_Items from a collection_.
□ □ □ □ □

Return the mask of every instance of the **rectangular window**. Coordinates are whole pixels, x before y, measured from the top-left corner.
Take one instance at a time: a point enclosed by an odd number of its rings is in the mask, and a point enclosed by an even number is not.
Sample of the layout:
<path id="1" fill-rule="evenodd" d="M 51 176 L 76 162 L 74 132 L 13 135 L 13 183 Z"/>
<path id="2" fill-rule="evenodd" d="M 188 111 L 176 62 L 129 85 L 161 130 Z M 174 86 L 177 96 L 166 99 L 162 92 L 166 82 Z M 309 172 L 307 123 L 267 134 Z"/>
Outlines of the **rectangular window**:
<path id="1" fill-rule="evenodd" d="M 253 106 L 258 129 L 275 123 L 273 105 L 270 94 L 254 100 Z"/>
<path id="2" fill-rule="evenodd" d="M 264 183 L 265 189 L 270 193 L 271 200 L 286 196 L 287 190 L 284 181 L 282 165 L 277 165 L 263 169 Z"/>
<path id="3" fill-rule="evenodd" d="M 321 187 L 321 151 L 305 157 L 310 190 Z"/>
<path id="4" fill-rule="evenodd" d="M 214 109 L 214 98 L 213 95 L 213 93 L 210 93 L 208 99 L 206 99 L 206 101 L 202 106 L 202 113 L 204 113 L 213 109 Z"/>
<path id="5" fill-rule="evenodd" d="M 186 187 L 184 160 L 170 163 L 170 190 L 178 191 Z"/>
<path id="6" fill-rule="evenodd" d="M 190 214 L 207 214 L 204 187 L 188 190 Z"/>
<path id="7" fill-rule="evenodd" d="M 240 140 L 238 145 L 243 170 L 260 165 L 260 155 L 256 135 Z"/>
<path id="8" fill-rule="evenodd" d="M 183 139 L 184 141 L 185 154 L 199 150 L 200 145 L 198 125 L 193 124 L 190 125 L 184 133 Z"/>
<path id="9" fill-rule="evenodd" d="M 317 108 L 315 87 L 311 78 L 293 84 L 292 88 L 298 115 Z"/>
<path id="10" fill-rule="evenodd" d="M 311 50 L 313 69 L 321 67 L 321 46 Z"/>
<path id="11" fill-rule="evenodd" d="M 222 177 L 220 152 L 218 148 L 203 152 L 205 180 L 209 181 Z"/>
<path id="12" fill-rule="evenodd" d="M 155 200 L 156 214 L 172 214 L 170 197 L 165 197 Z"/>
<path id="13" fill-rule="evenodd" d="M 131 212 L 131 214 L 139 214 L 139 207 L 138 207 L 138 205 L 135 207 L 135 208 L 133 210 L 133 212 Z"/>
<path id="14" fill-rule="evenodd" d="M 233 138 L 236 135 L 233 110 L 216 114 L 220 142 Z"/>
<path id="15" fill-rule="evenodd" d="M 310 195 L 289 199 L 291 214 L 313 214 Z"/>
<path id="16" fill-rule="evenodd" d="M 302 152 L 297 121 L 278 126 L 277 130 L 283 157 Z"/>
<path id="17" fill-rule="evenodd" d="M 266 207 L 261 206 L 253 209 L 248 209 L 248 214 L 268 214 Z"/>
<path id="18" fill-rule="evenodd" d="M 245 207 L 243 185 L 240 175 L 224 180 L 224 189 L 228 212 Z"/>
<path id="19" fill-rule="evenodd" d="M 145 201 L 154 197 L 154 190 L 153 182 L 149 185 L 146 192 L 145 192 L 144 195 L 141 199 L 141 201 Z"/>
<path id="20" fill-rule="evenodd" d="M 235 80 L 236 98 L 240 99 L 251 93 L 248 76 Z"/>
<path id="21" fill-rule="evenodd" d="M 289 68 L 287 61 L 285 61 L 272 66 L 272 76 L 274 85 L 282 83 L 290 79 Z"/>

□ □ □ □ □

_CHALLENGE_.
Transcribe every line of the items above without altering any character.

_CORRECT RESULT_.
Return the mask of every instance of the **rectangular window**. Coordinates are whole pixels, x before y, measured from the top-left corner.
Take one instance at a time: a point enclosed by an odd number of its rings is in the mask, and a point enclosed by an even number is not.
Sample of the layout:
<path id="1" fill-rule="evenodd" d="M 51 176 L 76 162 L 74 132 L 13 135 L 13 183 Z"/>
<path id="2" fill-rule="evenodd" d="M 188 111 L 176 62 L 129 85 L 161 130 Z M 174 86 L 177 96 L 166 99 L 162 92 L 166 82 Z M 309 172 L 307 123 L 267 134 Z"/>
Outlines of the **rectangular window**:
<path id="1" fill-rule="evenodd" d="M 253 106 L 258 129 L 275 123 L 273 105 L 270 94 L 254 100 Z"/>
<path id="2" fill-rule="evenodd" d="M 264 183 L 265 189 L 270 193 L 271 200 L 286 196 L 287 190 L 284 181 L 282 165 L 277 165 L 263 169 Z"/>
<path id="3" fill-rule="evenodd" d="M 321 187 L 321 151 L 305 157 L 310 190 Z"/>
<path id="4" fill-rule="evenodd" d="M 214 109 L 214 98 L 213 95 L 213 93 L 210 93 L 208 99 L 206 99 L 206 101 L 202 106 L 202 113 L 204 113 L 213 109 Z"/>
<path id="5" fill-rule="evenodd" d="M 186 187 L 184 160 L 170 163 L 170 190 L 178 191 Z"/>
<path id="6" fill-rule="evenodd" d="M 190 214 L 207 214 L 204 187 L 188 190 Z"/>
<path id="7" fill-rule="evenodd" d="M 240 140 L 238 145 L 243 170 L 260 165 L 260 155 L 256 135 Z"/>
<path id="8" fill-rule="evenodd" d="M 183 139 L 184 141 L 185 154 L 199 150 L 200 145 L 198 125 L 193 124 L 190 125 L 184 133 Z"/>
<path id="9" fill-rule="evenodd" d="M 317 108 L 315 87 L 311 78 L 293 84 L 292 88 L 298 115 Z"/>
<path id="10" fill-rule="evenodd" d="M 311 50 L 313 69 L 321 67 L 321 46 Z"/>
<path id="11" fill-rule="evenodd" d="M 222 177 L 220 152 L 218 148 L 203 152 L 205 180 L 209 181 Z"/>
<path id="12" fill-rule="evenodd" d="M 155 200 L 156 214 L 172 214 L 170 197 L 165 197 Z"/>
<path id="13" fill-rule="evenodd" d="M 131 212 L 131 214 L 139 214 L 139 207 L 138 207 L 138 205 L 135 207 L 135 208 L 133 210 L 133 212 Z"/>
<path id="14" fill-rule="evenodd" d="M 233 138 L 236 135 L 233 110 L 216 114 L 220 142 Z"/>
<path id="15" fill-rule="evenodd" d="M 310 195 L 289 199 L 291 214 L 313 214 Z"/>
<path id="16" fill-rule="evenodd" d="M 302 152 L 297 121 L 278 126 L 277 130 L 283 157 Z"/>
<path id="17" fill-rule="evenodd" d="M 266 207 L 261 206 L 253 209 L 248 209 L 248 214 L 268 214 Z"/>
<path id="18" fill-rule="evenodd" d="M 245 207 L 243 185 L 240 175 L 224 180 L 224 189 L 228 212 Z"/>
<path id="19" fill-rule="evenodd" d="M 145 201 L 154 197 L 154 190 L 153 182 L 149 185 L 146 192 L 145 192 L 144 195 L 141 199 L 141 201 Z"/>
<path id="20" fill-rule="evenodd" d="M 235 80 L 236 98 L 240 99 L 251 93 L 248 76 Z"/>
<path id="21" fill-rule="evenodd" d="M 289 68 L 287 61 L 285 61 L 272 66 L 272 76 L 274 85 L 282 83 L 290 79 Z"/>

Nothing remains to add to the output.